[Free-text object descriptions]
******
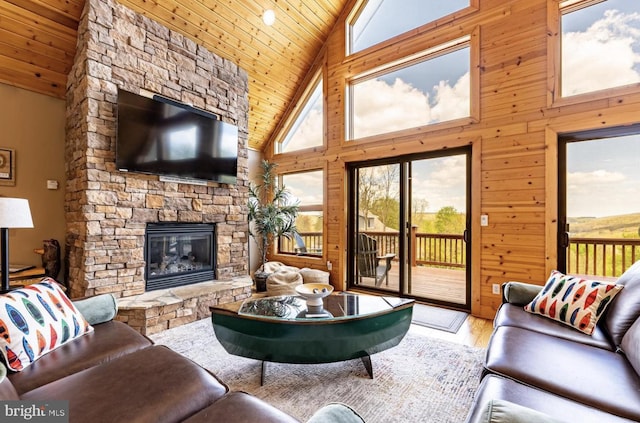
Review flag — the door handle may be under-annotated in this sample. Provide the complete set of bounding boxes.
[463,229,469,243]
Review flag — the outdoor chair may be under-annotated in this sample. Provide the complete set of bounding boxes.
[356,233,395,287]
[293,233,307,254]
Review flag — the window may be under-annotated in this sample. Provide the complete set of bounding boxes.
[347,0,470,55]
[347,37,470,140]
[561,0,640,97]
[278,170,324,256]
[276,75,323,154]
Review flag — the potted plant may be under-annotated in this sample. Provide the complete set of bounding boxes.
[248,160,299,291]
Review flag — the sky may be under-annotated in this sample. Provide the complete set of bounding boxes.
[411,155,467,213]
[567,134,640,218]
[282,170,323,206]
[352,0,470,53]
[352,48,470,139]
[283,0,640,219]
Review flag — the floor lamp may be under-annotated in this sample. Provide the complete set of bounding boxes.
[0,198,34,293]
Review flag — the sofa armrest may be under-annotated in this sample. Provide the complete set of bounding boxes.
[73,294,118,325]
[307,403,365,423]
[502,282,542,305]
[480,399,568,423]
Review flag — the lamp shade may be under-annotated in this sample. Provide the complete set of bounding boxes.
[0,198,34,228]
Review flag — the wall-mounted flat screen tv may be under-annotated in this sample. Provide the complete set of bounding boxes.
[116,89,238,184]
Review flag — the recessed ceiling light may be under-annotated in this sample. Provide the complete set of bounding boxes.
[263,9,276,26]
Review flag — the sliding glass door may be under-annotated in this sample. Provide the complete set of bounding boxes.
[559,126,640,278]
[348,148,471,309]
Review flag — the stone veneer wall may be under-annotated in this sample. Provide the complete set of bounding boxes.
[65,0,249,299]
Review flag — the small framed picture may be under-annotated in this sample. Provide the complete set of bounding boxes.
[0,148,15,186]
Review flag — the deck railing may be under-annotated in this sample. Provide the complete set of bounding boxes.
[365,231,465,269]
[283,231,466,269]
[279,232,323,255]
[283,233,640,277]
[567,237,640,278]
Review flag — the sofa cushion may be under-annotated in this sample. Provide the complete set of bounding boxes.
[464,375,637,423]
[0,279,94,371]
[494,304,613,350]
[182,391,300,423]
[484,326,640,421]
[524,270,622,335]
[0,364,19,401]
[621,316,640,374]
[7,320,152,395]
[73,294,118,325]
[22,345,228,423]
[604,260,640,347]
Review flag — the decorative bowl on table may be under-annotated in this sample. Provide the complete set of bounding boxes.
[295,283,334,307]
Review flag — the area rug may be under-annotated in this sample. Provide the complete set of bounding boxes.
[151,318,484,423]
[411,303,469,333]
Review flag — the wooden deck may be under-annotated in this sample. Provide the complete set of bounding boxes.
[354,265,467,306]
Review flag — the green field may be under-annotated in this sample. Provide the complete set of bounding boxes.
[568,213,640,238]
[566,213,640,277]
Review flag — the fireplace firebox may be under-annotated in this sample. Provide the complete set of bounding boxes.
[145,223,216,291]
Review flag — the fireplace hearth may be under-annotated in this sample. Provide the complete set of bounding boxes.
[145,223,216,291]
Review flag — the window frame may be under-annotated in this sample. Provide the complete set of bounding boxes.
[548,0,640,108]
[345,34,477,142]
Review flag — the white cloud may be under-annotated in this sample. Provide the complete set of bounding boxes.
[353,72,470,139]
[567,170,640,217]
[563,10,640,96]
[430,155,466,182]
[567,169,626,187]
[413,155,467,212]
[430,72,470,122]
[282,108,323,152]
[284,171,323,204]
[353,78,430,138]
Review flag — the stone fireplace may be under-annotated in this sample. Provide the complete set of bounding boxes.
[64,0,252,333]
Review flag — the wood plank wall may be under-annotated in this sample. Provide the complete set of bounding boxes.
[263,0,640,319]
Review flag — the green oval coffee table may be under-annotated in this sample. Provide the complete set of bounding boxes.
[210,292,414,384]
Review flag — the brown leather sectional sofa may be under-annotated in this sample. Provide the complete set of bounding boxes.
[465,260,640,423]
[0,317,300,423]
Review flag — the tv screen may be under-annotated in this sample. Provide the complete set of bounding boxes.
[116,89,238,184]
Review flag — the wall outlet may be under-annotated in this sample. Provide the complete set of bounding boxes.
[480,214,489,226]
[492,284,500,295]
[326,261,332,271]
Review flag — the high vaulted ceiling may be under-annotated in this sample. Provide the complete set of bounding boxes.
[0,0,348,150]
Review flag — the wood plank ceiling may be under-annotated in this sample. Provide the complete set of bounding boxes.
[0,0,348,150]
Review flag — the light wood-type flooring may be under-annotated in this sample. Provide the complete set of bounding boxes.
[410,313,493,349]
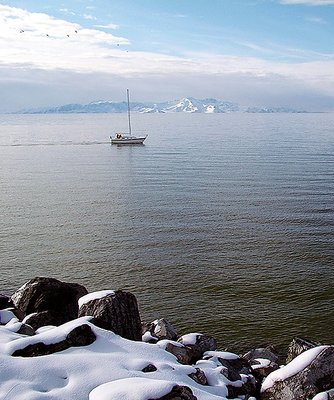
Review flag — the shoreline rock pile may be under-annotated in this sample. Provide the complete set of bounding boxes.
[1,277,334,400]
******
TASK OBJECTIVE:
The data must be reproduced exactly, and no picture may appear in the copy.

OUTPUT FOR THIS EXERCISE:
Review flag — the door handle may be under-annotated in this sample. Provide the complete set of bounding boxes.
[463,229,469,243]
Review flag — the outdoor chair may be under-annotated in this sample. Provide the complete set of bounding boxes.
[356,233,395,287]
[293,233,307,254]
Review flag — the window may be under-annotated in this sample. Provide the complete set of bounding boxes.
[347,0,470,55]
[347,37,470,140]
[561,0,640,97]
[278,170,324,256]
[276,75,323,154]
Review flag — the potted plant may be under-annotated in this sample. Provide the complete set of bounding boxes.
[248,160,299,291]
Review flag — the sky may be under-annotated in this sample. Provide the complete set of bounding boxes.
[411,155,467,213]
[567,134,640,218]
[282,170,323,206]
[352,0,470,53]
[352,48,470,139]
[283,0,640,219]
Review flag — the floor lamp may be under-annotated in this sample. Provide the complete set of bounding boxes.
[0,198,34,293]
Review flag — the sofa armrest may be under-annotated in this sample. Provide the complete set of bounding boxes.
[73,294,118,325]
[307,403,365,423]
[502,282,542,305]
[480,399,568,423]
Review flag — the lamp shade may be under-annotated in this sample. Provide the complete set of bounding boxes.
[0,198,34,228]
Review flag — the wall-mounted flat screen tv may be under-annotated in this sample. Provide the complete set of bounding boxes.
[116,89,238,184]
Review flag — the recessed ceiling light may be under-annotated in this sample. Provide the complete set of bounding boxes.
[263,9,276,26]
Review flag — the sliding glass door may be under-annotated in this sample. Provide the complete set of bounding boxes.
[559,126,640,278]
[348,148,471,309]
Review flag — the stone veneer wall may be under-annotated in this sample. Provide the complete set of bounding boxes.
[65,0,249,299]
Review flag — the small framed picture may be under-annotated in this sample. Provide the complete set of bounding boxes.
[0,148,15,186]
Review flag — the deck railing may be under-annotated in this sample. Provide the complete set of bounding boxes.
[365,231,465,269]
[283,231,466,269]
[279,232,323,255]
[283,233,640,277]
[567,237,640,278]
Review flag — the sofa cushion may be under-annotated in this sample. Provide the complete set of bounding boxes.
[464,375,637,423]
[0,279,94,371]
[494,304,613,350]
[182,391,300,423]
[484,326,640,421]
[524,270,622,335]
[0,364,19,401]
[621,316,640,374]
[7,320,152,395]
[73,294,118,325]
[22,345,228,423]
[604,260,640,347]
Review flag — the decorative bowl on table may be under-annotated in this sample. Provide the complete set of bounding boxes.
[295,283,334,307]
Review flag — the area rug may be under-annotated in this sample. Provide the complete set of bounding boxes.
[151,318,484,423]
[411,303,469,333]
Review flag — the wooden deck may be under-annotated in this sample. Provide the complete set of bounding boxes.
[354,265,467,306]
Review flag — the green field may be under-annotated in this sample. Provide the complete set of bounding boxes.
[568,213,640,238]
[566,213,640,277]
Review flag — the fireplace firebox may be under-annotated in this sample. Provide the complete set of bounding boxes.
[145,223,216,291]
Review flag — the fireplace hearth may be under-annotated in this sample. Provide the complete set of bounding boxes.
[145,223,216,291]
Review flag — the window frame may be under-annotated in this sample. Provide the complete set of bounding boxes.
[548,0,640,108]
[345,34,477,142]
Review flag — the white cloud may be under-annotated in this sample. Provide the complete set of bounding boxes.
[353,72,470,139]
[567,170,640,217]
[563,10,640,96]
[430,155,466,182]
[567,169,626,187]
[413,155,467,212]
[430,72,470,122]
[282,108,323,152]
[284,171,323,204]
[353,78,430,138]
Review flag — the stone fireplace may be under-annotated in this sample. Provide the complete set of bounding boxes.
[64,0,252,333]
Review flag — the wood plank wall may be under-annotated in this sample. Provide the complete set of bounding boxes.
[263,0,640,319]
Review flag — the green oval coffee table may be under-annotated in this sample. Provide the complete set of bounding boxes.
[210,292,414,384]
Review flag — the brown leather sectional sofa may be under-annotated in this sample. Provide the complete set of bounding boxes.
[465,260,640,423]
[0,317,300,423]
Review flag — the tv screen may be under-annotated in this sample. Provide the complete set of bounding boxes.
[116,89,238,184]
Review flag — the wall outlet may be under-annotated in this sample. Provide the complete set of bounding boxes.
[480,214,489,226]
[492,284,500,295]
[326,261,332,271]
Review flag — the high vaulted ceiling may be under-annotated in this sample. Provide the complete set of bounding boxes.
[0,0,348,150]
Review flag — the wood plank ceiling may be under-annotated in this sample. Provide the complete set of bounding boxes.
[0,0,348,150]
Review flag — the light wood-type flooring may be under-annotated in this sample. Provide the complete set of bounding boxes.
[410,313,493,349]
Review flag — the shoreline rock pile may be under-annotated in this sample. Provide the complete set of bounding boxes.
[1,277,334,400]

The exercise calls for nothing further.